SET TASK :: Format the lines of the listing below, from the line containing "like x=389, y=803." through the line containing "x=460, y=459", inclusive, as a numbered list without blank lines.

* begin INPUT MATERIAL *

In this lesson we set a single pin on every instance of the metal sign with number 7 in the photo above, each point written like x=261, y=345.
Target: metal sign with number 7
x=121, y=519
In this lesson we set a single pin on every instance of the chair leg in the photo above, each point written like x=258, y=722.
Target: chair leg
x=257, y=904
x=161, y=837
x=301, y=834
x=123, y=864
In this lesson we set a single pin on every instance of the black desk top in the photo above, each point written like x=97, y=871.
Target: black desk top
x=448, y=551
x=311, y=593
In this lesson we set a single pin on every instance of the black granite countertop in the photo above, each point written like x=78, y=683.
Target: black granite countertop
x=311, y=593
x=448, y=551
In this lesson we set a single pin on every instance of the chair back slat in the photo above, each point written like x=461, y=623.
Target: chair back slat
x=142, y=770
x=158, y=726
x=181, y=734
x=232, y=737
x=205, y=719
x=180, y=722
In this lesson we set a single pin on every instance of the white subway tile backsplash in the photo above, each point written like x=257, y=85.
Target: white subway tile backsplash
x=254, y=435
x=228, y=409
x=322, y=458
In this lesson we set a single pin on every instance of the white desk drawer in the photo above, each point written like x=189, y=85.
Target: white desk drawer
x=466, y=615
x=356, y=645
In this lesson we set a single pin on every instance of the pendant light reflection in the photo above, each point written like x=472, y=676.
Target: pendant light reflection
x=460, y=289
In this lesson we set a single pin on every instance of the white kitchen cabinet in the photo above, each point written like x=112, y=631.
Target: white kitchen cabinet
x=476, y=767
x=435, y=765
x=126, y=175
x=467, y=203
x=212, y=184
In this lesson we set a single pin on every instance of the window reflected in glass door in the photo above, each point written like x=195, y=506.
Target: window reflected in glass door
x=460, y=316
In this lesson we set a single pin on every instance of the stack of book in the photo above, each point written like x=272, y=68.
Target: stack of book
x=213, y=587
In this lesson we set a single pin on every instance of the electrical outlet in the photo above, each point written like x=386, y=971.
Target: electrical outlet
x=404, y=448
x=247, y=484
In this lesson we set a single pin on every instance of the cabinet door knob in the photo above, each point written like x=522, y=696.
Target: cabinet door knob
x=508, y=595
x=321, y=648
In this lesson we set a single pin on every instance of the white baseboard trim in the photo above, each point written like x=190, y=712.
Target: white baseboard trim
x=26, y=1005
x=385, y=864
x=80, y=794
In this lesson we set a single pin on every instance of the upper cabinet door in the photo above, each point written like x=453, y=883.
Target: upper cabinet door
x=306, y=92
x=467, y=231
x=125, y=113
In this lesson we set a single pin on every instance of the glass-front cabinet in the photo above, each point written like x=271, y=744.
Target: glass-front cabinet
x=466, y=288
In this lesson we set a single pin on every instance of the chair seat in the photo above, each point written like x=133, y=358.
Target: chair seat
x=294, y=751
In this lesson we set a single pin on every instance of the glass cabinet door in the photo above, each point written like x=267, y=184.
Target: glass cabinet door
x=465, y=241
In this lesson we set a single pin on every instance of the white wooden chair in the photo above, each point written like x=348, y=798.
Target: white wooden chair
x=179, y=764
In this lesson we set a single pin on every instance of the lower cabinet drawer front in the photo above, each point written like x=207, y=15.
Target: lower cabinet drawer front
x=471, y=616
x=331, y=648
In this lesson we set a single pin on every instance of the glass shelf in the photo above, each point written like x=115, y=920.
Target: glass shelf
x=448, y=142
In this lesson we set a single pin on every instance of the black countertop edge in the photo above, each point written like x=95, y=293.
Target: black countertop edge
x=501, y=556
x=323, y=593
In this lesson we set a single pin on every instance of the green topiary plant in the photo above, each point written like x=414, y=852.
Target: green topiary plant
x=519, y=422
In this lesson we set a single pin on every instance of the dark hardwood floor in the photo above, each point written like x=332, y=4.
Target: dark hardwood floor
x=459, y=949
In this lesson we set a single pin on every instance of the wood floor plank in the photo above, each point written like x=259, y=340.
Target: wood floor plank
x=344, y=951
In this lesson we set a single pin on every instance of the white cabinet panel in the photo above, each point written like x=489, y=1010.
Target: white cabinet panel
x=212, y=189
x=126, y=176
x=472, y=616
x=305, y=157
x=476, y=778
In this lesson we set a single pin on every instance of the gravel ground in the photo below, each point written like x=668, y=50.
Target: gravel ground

* end INPUT MATERIAL *
* begin INPUT MATERIAL *

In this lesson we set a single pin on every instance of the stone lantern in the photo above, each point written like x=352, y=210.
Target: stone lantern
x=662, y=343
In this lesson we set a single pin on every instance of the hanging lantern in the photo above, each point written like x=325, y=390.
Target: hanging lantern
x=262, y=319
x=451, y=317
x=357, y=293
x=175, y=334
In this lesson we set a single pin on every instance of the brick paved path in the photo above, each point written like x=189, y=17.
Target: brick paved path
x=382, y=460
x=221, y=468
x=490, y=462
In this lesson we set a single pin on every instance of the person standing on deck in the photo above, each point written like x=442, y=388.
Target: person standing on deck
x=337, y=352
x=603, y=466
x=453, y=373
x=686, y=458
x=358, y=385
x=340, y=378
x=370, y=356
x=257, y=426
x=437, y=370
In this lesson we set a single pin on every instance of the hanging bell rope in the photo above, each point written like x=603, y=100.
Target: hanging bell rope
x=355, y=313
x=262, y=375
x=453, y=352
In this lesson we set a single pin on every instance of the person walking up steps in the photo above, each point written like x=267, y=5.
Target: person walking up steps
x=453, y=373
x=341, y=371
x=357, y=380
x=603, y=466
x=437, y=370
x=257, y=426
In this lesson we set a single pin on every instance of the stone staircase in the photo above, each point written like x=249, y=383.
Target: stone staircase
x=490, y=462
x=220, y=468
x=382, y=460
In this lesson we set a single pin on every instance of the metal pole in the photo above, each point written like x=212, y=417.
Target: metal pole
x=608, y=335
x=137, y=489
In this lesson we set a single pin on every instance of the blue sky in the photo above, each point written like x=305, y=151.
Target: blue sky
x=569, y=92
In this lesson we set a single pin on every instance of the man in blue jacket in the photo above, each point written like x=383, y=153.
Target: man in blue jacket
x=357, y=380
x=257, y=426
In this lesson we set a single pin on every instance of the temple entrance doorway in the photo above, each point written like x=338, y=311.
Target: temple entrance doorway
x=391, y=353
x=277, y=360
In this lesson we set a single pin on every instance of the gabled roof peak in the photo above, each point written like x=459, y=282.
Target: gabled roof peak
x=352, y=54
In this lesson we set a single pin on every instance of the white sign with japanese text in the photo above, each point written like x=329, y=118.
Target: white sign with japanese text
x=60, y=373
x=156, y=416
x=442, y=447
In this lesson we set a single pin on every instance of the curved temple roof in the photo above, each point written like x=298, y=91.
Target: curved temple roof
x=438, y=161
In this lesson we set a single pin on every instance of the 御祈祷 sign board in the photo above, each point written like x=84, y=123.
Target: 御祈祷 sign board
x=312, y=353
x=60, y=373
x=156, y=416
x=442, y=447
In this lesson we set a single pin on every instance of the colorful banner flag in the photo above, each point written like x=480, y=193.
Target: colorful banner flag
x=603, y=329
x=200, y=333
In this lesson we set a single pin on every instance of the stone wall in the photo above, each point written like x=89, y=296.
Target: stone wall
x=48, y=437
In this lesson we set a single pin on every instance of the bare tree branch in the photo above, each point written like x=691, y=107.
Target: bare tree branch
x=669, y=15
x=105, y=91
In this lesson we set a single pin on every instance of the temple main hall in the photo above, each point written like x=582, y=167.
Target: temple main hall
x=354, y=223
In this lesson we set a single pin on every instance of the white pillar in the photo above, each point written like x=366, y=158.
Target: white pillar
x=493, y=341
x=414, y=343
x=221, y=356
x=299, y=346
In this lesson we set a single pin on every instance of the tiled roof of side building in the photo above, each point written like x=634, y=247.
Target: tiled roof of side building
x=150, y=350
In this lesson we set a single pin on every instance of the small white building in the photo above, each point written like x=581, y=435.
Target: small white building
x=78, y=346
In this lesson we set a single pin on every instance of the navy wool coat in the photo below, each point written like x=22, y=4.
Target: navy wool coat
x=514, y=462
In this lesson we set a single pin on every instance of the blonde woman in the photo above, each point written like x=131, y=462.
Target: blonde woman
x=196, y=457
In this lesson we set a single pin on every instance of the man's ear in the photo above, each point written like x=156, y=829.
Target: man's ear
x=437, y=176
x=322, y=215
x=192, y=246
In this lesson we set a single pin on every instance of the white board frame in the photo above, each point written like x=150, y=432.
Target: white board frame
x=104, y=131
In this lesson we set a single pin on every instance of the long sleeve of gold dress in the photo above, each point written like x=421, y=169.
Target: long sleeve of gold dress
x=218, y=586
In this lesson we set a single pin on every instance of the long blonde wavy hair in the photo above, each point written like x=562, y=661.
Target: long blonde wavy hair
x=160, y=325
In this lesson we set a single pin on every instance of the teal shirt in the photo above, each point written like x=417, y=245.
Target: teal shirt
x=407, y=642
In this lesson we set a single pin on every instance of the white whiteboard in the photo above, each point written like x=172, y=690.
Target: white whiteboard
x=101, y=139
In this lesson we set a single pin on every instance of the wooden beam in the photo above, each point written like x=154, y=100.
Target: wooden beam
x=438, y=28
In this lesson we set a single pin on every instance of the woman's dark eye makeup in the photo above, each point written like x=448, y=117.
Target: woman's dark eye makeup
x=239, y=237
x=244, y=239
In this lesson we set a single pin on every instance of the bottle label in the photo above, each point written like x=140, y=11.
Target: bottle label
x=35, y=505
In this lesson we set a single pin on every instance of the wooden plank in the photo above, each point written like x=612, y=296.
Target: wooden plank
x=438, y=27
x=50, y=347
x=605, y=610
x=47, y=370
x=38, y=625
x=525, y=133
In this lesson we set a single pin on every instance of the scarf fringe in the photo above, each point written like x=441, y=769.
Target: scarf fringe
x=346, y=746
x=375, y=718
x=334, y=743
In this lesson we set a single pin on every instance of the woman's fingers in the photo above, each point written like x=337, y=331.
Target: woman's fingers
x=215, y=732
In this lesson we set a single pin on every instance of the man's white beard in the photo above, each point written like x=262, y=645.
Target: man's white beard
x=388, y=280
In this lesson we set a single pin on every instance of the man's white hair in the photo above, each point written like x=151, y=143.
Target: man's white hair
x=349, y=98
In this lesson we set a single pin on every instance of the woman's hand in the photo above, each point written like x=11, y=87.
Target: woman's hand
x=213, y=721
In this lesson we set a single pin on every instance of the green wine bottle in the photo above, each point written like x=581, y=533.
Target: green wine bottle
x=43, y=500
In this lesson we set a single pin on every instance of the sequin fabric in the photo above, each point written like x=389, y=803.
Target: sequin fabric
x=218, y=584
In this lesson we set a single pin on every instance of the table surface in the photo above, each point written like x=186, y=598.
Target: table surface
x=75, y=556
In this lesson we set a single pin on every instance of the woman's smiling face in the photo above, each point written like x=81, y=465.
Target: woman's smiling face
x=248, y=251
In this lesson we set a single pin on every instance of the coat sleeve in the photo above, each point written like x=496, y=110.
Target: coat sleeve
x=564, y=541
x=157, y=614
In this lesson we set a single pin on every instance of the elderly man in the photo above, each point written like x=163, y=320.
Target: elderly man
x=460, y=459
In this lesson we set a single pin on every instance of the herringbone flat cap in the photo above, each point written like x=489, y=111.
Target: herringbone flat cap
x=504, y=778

* end INPUT MATERIAL *
* begin INPUT MATERIAL *

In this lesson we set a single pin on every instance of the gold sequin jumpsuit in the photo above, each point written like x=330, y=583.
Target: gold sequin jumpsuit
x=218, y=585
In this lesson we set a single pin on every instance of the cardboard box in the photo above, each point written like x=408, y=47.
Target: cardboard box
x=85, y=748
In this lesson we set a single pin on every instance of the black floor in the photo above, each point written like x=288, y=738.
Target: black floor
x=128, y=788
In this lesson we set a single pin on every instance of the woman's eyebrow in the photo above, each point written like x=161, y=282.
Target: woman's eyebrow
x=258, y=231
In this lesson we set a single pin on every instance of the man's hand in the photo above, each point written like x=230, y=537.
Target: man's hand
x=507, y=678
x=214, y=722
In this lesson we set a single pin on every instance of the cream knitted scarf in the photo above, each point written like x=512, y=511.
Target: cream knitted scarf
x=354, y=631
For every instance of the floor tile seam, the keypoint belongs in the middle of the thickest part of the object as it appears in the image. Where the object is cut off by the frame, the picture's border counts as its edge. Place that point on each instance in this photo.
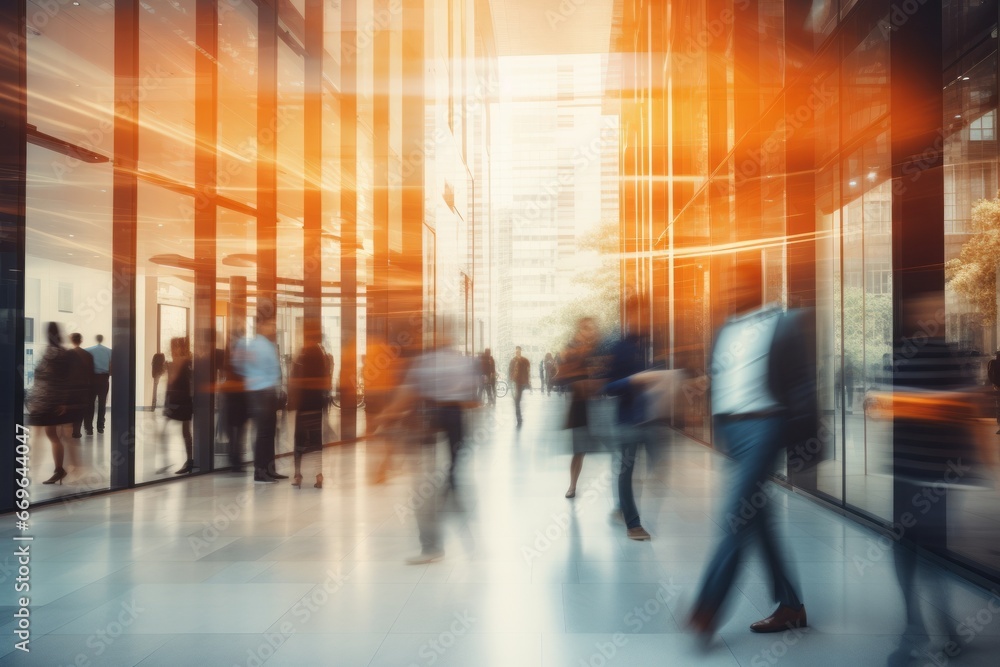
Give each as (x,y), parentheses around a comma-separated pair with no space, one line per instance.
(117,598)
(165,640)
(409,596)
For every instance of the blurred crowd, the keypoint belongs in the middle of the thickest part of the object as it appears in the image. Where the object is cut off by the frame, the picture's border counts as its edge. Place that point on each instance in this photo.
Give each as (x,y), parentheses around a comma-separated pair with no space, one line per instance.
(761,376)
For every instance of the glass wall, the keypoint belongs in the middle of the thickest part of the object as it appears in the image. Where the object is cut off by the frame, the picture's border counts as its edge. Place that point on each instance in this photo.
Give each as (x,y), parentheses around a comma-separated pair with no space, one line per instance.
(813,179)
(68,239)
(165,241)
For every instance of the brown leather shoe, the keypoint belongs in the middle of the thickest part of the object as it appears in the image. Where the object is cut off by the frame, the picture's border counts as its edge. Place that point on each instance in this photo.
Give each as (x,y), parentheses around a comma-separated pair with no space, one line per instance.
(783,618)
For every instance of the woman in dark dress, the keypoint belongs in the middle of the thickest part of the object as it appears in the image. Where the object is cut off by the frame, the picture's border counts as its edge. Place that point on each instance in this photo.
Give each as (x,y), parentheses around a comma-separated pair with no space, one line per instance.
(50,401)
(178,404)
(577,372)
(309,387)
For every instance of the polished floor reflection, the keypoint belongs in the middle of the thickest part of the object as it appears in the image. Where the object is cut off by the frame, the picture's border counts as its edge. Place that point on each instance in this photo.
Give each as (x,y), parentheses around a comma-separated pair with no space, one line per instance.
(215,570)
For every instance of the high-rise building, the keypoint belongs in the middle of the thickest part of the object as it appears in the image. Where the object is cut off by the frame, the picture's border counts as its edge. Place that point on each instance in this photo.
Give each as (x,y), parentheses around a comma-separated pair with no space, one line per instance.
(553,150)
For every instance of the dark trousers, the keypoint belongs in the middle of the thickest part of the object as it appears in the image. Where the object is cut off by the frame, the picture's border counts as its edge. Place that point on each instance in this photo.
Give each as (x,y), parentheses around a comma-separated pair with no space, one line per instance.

* end INPUT MATERIAL *

RESULT OF THIS EXERCISE ::
1. In this lesson we set a single pin on every instance of the sequin fabric in the photo above, each point written like x=389, y=803.
2. Target: sequin fabric
3. x=218, y=584
4. In this lesson we set a single pin on every instance of the table surface in the photo above, each point written like x=186, y=598.
5. Target: table surface
6. x=75, y=556
7. In this lesson we set a single pin on every instance of the woman's smiling face in the photo above, each point written like x=81, y=465.
8. Target: woman's smiling face
9. x=248, y=251
10. In this lesson we set a single pin on every instance of the coat sleeve in the photo above, each point written like x=496, y=110.
11. Target: coat sleeve
12. x=564, y=541
13. x=157, y=614
14. In this lesson we set a single pin on every instance of the elderly man in the photo above, each point written like x=163, y=320.
15. Target: elderly man
16. x=460, y=459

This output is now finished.